Collected data entries
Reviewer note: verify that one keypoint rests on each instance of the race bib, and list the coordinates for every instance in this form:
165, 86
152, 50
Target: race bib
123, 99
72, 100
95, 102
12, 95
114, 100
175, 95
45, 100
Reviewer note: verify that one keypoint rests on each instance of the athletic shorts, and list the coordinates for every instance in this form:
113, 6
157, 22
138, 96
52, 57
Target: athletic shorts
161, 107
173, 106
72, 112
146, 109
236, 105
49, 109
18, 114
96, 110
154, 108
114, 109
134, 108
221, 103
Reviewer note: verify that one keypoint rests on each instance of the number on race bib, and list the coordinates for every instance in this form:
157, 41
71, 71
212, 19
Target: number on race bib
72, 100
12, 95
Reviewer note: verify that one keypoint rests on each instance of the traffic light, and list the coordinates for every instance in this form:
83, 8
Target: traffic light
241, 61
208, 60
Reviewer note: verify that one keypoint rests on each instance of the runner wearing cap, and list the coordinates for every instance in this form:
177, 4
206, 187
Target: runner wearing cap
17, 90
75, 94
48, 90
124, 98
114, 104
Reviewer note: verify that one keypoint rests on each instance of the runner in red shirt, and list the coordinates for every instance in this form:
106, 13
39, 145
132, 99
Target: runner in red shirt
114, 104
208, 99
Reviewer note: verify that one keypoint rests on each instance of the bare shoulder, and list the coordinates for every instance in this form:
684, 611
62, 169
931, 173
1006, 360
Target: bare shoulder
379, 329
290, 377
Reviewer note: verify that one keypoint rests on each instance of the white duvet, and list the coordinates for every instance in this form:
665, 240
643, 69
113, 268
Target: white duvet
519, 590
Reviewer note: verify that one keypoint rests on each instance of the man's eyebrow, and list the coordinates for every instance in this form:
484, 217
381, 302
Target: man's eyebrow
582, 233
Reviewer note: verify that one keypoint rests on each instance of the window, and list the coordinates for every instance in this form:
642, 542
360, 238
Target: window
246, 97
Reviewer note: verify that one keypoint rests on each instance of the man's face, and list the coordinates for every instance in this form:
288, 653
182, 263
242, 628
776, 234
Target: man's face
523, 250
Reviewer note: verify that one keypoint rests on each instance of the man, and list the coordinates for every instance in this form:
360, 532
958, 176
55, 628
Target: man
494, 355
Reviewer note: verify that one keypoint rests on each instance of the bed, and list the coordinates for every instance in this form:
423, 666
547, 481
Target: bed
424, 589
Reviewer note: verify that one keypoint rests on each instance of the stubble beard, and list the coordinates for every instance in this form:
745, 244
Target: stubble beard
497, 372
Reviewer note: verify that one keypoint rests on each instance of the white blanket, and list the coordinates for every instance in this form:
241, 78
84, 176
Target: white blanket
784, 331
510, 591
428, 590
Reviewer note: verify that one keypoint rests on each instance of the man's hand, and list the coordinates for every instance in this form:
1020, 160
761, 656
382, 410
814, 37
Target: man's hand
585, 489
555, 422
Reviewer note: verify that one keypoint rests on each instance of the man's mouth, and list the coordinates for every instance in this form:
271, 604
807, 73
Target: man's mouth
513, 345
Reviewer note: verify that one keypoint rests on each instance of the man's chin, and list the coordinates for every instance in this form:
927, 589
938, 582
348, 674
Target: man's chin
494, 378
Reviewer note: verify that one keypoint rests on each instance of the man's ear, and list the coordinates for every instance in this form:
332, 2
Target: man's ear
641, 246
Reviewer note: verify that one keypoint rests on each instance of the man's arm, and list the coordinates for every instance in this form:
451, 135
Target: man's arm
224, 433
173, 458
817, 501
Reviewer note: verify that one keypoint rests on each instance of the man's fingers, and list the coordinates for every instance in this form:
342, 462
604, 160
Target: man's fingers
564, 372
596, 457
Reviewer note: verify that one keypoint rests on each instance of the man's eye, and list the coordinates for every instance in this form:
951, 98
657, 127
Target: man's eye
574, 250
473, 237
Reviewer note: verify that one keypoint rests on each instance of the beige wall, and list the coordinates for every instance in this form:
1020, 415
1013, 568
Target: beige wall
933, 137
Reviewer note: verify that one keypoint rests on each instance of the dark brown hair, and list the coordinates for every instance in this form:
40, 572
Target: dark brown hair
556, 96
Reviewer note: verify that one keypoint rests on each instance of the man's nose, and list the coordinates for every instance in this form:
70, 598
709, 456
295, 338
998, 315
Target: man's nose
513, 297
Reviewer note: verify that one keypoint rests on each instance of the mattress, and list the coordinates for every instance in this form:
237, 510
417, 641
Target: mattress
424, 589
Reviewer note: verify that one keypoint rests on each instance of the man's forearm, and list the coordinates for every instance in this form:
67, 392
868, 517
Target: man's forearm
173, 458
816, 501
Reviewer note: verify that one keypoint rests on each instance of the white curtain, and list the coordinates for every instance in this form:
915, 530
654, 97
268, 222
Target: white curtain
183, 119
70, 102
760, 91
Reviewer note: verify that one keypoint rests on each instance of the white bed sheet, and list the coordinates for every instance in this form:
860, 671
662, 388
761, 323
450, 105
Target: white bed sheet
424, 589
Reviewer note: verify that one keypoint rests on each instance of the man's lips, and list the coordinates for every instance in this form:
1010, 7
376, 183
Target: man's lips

What is expected
Would you filter the entries above and keep each line that has the word "lips"?

Solved problem
Reviewer note: verify that one keypoint rests on each instance of the man's lips, and list the coordinates for every instance in this form:
Target: man's lips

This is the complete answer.